Problem details → Please copy every line from the records below that contains the string "sepia".

Collected data
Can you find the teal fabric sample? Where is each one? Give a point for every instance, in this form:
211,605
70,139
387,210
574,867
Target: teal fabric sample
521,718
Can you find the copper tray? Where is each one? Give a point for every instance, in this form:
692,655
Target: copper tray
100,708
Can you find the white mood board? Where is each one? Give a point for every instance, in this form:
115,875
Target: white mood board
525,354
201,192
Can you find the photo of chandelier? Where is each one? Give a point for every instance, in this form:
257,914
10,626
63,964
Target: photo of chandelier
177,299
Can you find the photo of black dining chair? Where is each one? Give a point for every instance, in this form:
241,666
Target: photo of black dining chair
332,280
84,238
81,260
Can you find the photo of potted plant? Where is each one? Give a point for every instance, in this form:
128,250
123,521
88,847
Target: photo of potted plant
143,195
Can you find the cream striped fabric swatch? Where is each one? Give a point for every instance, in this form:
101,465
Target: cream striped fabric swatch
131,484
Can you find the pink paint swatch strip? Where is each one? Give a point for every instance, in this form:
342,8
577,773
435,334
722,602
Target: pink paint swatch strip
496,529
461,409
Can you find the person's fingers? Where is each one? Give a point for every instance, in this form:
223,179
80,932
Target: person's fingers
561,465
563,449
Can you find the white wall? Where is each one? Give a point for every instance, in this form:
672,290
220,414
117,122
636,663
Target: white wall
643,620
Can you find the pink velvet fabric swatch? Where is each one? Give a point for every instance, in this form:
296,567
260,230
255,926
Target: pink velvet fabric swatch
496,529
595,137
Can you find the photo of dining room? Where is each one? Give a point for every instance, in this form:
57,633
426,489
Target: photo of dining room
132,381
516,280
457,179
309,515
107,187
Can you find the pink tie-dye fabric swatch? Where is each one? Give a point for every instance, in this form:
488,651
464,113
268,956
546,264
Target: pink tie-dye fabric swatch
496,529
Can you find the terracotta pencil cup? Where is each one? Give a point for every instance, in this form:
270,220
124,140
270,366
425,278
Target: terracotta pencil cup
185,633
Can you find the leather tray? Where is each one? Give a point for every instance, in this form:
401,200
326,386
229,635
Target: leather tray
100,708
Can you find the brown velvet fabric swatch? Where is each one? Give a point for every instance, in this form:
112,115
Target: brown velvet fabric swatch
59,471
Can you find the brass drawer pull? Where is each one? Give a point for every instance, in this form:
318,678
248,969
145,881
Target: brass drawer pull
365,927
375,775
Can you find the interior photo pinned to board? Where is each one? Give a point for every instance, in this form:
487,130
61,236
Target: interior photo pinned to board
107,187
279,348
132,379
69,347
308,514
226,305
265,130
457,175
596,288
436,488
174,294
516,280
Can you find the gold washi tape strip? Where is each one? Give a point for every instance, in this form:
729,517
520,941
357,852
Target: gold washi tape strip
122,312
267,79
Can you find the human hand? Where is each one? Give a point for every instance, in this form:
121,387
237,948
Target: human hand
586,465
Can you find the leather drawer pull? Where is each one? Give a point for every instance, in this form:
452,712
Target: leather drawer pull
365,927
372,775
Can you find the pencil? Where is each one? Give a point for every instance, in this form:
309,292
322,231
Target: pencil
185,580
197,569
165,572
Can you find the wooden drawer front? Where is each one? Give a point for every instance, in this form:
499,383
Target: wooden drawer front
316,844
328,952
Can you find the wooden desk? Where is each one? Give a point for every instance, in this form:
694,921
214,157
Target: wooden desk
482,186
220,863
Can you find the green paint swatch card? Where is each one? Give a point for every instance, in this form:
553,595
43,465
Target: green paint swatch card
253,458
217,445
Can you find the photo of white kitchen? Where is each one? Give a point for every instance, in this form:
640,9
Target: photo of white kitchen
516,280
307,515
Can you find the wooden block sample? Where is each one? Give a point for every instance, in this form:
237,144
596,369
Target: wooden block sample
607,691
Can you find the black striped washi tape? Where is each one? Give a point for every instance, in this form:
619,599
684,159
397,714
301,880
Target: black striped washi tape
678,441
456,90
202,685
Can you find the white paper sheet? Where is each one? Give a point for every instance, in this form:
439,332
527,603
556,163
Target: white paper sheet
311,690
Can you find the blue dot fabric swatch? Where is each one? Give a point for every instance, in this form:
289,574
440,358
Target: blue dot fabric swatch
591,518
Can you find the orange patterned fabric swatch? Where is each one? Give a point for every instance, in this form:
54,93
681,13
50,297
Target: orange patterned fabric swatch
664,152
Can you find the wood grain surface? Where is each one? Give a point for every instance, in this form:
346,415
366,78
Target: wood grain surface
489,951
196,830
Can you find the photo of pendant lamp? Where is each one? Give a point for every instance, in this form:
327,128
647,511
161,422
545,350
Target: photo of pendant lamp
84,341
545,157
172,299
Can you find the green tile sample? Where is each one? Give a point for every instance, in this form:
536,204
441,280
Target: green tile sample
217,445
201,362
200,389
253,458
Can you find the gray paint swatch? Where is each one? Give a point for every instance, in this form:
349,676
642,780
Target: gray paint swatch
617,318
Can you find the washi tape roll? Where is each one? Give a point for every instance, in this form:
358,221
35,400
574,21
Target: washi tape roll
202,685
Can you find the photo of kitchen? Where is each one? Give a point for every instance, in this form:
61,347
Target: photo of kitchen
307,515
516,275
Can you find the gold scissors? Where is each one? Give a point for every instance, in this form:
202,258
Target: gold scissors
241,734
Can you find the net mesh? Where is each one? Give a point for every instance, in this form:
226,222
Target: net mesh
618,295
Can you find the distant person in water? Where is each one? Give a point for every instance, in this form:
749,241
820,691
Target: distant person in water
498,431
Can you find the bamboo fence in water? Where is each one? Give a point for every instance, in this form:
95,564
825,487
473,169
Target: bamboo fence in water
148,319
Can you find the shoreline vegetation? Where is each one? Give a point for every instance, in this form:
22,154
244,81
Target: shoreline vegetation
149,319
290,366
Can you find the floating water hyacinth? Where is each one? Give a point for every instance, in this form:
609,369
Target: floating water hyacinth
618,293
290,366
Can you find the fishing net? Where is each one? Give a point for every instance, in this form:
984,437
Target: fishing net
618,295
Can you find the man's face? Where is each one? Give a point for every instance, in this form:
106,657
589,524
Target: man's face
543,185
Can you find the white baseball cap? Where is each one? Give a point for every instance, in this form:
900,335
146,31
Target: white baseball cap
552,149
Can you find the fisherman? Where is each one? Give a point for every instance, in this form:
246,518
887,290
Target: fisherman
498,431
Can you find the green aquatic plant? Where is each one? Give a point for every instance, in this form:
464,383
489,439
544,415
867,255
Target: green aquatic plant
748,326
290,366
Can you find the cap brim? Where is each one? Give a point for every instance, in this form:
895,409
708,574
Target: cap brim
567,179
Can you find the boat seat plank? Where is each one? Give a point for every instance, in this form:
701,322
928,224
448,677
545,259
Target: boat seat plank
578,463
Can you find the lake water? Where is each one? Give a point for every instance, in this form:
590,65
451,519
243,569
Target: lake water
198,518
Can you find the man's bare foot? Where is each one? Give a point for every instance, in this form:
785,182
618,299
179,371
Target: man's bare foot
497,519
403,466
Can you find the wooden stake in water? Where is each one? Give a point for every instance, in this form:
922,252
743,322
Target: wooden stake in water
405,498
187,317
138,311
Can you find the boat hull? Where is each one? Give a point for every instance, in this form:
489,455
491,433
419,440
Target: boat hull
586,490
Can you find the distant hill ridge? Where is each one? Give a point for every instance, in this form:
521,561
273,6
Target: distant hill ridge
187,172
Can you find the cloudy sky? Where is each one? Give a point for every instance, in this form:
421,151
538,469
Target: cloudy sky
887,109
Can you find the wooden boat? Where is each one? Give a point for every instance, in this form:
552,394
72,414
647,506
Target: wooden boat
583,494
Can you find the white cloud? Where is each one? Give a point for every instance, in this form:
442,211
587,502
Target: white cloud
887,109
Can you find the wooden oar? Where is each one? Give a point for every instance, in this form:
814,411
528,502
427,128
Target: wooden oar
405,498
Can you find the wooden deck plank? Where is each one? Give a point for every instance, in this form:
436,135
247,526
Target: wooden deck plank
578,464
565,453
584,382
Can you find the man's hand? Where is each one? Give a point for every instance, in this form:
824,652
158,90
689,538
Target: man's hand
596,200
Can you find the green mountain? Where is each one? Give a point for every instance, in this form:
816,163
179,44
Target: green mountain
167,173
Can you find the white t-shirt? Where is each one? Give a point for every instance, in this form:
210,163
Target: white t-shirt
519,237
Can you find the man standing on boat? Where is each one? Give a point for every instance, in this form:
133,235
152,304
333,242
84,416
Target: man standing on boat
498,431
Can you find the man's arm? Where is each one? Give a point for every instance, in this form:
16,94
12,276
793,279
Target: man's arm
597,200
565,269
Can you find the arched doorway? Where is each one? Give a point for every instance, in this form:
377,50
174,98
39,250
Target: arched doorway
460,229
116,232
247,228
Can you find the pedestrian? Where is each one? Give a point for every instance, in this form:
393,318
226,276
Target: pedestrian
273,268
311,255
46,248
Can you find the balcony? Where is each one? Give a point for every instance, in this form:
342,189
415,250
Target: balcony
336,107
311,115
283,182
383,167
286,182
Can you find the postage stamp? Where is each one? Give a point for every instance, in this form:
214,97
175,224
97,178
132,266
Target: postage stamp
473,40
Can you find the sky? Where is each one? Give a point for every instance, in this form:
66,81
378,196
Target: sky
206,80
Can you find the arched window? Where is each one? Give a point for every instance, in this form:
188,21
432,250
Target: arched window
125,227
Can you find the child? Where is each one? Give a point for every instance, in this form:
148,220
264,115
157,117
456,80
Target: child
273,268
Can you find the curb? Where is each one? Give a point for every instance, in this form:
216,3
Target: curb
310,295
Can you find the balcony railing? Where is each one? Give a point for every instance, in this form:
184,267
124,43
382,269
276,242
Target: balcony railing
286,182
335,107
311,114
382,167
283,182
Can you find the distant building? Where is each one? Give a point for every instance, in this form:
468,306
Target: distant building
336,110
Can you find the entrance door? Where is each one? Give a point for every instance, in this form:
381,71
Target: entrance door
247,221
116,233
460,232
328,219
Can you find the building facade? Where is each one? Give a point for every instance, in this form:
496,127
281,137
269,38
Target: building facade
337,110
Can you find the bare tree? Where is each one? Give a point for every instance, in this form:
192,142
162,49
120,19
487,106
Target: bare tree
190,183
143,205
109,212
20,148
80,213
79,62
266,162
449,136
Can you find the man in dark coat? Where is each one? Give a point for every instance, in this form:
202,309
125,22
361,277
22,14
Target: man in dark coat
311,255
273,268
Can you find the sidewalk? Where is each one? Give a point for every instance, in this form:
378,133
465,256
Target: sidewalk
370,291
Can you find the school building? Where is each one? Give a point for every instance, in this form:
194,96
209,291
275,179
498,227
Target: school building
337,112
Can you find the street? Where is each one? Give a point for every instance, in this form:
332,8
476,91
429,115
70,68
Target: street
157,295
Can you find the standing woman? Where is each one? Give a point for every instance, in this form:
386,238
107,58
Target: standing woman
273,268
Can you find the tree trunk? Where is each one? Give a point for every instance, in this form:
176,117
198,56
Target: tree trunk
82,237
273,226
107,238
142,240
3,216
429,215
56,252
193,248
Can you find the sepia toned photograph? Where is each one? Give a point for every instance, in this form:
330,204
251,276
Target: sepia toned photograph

Solved problem →
Can you find the sepia toned photograph? Where is each one? Give a point for every instance, in this form:
Target: sepia toned photograph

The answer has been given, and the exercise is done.